Provided entries:
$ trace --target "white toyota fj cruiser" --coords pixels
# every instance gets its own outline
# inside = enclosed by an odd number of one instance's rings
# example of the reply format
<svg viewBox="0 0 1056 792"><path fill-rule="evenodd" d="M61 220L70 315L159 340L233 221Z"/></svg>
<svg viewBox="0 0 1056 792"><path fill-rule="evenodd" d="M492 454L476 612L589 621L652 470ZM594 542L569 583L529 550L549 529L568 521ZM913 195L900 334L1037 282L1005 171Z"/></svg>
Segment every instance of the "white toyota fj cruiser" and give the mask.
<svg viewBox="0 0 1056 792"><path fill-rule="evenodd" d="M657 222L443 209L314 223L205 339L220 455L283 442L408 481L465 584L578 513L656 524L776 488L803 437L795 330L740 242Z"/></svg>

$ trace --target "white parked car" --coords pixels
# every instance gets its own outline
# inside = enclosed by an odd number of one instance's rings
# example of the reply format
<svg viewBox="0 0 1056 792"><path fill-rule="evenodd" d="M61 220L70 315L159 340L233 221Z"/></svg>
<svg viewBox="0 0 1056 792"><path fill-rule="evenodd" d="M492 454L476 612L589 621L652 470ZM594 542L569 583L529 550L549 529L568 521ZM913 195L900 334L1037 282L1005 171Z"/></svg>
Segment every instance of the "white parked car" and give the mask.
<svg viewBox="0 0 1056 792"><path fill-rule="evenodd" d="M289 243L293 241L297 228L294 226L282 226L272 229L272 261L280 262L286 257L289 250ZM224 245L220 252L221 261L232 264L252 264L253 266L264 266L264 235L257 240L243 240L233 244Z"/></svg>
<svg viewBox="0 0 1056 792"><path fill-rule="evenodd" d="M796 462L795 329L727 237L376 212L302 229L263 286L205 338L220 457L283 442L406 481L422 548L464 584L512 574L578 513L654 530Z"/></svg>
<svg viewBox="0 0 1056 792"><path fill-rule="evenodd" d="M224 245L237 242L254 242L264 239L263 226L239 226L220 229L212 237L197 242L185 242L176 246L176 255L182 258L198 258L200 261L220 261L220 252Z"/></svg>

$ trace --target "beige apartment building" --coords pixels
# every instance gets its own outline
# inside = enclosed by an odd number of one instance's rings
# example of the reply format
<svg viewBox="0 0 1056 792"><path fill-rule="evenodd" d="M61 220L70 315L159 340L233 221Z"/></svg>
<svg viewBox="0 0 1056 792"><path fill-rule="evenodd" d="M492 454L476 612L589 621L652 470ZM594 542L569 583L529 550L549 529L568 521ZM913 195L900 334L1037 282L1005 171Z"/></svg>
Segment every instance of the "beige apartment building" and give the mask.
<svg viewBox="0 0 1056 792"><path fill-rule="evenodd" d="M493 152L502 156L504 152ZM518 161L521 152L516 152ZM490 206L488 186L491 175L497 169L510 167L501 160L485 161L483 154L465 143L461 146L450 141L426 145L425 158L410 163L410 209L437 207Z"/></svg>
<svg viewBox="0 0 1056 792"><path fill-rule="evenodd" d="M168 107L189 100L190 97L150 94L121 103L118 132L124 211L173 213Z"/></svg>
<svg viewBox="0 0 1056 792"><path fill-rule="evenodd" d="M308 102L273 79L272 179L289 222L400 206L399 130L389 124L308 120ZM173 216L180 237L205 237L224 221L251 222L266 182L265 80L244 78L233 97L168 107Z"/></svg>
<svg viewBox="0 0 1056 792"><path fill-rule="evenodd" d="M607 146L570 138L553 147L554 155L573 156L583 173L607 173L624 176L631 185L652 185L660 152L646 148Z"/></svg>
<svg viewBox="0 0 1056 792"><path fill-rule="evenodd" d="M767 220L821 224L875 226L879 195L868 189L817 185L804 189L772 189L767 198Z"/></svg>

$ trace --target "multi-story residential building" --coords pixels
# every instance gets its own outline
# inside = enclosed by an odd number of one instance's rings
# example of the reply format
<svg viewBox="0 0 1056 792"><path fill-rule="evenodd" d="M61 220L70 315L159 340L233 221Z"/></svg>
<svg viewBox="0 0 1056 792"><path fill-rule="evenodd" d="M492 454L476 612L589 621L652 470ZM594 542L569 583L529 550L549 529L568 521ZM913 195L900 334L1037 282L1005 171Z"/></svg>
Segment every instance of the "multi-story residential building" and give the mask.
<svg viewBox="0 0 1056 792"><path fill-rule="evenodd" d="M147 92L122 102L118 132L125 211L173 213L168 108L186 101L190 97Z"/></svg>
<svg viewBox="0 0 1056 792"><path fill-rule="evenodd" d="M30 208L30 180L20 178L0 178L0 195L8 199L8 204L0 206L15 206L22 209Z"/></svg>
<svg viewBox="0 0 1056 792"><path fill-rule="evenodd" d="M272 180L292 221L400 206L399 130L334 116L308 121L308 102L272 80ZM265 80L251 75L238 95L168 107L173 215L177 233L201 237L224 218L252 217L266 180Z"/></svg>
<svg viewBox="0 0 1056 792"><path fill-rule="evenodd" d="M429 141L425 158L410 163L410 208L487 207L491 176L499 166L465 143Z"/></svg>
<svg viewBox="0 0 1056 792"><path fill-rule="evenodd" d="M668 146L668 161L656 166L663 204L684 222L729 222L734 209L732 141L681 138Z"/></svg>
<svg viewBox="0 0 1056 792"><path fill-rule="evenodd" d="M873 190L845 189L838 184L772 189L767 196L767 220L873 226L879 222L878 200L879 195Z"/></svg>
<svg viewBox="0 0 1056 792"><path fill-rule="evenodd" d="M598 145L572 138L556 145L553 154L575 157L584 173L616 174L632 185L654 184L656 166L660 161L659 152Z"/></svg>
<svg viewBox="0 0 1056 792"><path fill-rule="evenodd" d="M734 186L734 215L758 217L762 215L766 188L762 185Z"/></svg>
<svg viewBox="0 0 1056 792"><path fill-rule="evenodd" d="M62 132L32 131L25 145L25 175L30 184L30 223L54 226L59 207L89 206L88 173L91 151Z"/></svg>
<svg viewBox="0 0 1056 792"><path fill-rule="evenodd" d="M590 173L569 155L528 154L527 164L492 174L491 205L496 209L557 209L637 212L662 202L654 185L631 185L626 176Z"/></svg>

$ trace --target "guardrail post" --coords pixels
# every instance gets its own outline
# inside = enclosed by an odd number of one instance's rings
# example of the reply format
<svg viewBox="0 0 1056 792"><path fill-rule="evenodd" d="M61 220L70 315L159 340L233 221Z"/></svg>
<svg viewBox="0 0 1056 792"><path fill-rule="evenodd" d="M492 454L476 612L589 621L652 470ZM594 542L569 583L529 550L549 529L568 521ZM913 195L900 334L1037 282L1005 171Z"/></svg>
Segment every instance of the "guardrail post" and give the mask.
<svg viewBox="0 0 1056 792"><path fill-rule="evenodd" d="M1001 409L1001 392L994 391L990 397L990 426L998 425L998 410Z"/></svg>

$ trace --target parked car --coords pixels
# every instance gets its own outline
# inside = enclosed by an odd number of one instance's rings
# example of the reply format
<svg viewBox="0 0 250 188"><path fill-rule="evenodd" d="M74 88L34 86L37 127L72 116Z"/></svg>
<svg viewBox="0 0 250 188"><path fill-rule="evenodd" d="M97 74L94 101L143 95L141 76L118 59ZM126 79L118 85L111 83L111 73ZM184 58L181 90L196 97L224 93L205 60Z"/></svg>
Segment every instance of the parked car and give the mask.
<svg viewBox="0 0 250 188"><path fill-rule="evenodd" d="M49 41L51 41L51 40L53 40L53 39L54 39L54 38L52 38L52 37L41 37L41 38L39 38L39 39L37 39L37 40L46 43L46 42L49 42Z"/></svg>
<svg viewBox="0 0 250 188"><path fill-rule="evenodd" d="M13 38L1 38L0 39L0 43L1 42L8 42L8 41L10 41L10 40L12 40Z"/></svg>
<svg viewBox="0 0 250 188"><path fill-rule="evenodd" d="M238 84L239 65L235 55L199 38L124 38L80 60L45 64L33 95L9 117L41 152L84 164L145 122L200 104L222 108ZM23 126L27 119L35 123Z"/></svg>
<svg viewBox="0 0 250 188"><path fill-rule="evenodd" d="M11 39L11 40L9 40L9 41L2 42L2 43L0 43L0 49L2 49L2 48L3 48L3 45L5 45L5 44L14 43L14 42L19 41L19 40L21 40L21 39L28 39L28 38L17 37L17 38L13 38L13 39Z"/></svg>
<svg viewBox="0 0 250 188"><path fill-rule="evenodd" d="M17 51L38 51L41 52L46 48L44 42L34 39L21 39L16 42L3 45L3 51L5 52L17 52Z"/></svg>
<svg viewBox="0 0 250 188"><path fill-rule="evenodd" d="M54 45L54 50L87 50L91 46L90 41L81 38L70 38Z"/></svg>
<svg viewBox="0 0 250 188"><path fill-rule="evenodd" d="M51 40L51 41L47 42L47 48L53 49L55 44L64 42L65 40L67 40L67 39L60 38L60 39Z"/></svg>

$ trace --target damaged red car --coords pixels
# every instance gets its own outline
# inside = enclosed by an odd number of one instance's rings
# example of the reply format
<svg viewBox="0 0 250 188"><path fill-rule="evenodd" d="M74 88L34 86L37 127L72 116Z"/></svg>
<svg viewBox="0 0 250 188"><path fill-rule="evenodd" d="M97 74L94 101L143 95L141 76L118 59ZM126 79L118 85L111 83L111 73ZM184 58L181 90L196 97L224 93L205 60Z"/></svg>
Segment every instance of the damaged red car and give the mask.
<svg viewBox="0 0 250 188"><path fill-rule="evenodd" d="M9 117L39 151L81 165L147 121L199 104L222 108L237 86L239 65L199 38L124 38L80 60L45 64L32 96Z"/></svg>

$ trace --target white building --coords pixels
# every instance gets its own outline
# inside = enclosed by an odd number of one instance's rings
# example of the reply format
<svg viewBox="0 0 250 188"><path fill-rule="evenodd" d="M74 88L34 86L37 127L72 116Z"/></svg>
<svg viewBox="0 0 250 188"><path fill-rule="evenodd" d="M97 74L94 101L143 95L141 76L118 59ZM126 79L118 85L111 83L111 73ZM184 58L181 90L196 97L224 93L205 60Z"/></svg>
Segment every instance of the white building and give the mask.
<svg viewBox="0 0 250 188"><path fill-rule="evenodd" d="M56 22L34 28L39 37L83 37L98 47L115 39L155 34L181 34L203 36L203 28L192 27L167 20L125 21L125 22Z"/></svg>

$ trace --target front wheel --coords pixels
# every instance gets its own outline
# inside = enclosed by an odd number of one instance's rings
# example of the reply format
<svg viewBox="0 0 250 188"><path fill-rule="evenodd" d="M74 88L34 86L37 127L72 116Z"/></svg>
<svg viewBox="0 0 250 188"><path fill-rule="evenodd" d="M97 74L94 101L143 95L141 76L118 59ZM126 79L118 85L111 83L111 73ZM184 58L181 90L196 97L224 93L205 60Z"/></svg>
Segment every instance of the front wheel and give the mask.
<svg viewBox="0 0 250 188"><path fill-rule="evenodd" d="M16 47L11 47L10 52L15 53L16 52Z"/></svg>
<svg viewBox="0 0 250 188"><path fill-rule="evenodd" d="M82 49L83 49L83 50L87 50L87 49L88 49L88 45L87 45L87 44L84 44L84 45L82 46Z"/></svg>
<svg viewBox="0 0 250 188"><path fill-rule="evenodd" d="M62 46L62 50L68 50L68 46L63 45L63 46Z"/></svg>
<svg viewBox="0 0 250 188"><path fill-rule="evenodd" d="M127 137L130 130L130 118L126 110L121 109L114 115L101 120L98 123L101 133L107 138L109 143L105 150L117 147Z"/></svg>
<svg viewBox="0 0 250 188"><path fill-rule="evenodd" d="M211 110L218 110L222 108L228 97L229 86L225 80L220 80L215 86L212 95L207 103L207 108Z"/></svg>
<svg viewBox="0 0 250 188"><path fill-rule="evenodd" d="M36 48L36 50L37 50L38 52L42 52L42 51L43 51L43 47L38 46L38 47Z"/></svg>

Task statement:
Give everything from the line containing "red car --coords pixels" down to the line containing "22L34 28L39 37L83" again, replacing "white building" with "gray building" and leaving everything else unchanged.

Response to the task:
$ trace --target damaged red car --coords pixels
# every instance gets its own outline
# inside = enclosed by an odd number of one instance's rings
# example of the reply format
<svg viewBox="0 0 250 188"><path fill-rule="evenodd" d="M74 88L34 86L37 127L72 116Z"/></svg>
<svg viewBox="0 0 250 188"><path fill-rule="evenodd" d="M97 74L94 101L143 95L141 76L118 59ZM126 79L118 85L111 83L111 73ZM184 58L181 90L196 97L224 93L205 60Z"/></svg>
Segment every instance of the damaged red car and give the mask.
<svg viewBox="0 0 250 188"><path fill-rule="evenodd" d="M9 117L39 151L81 165L147 121L199 104L222 108L237 86L239 65L199 38L124 38L80 60L45 64L32 96Z"/></svg>

$ trace --target gray building --coords pixels
# every instance gets its own outline
# inside = enclosed by an odd number of one instance's rings
# example of the reply format
<svg viewBox="0 0 250 188"><path fill-rule="evenodd" d="M74 88L34 86L37 127L72 116Z"/></svg>
<svg viewBox="0 0 250 188"><path fill-rule="evenodd" d="M97 74L94 101L143 95L141 76L118 59ZM126 79L118 85L111 83L111 73ZM184 58L181 90L196 97L224 93L205 60Z"/></svg>
Segment every instance of the gray building and give the mask.
<svg viewBox="0 0 250 188"><path fill-rule="evenodd" d="M56 22L34 28L39 37L83 37L98 47L115 39L155 34L181 34L203 36L203 28L192 27L167 20L125 21L125 22Z"/></svg>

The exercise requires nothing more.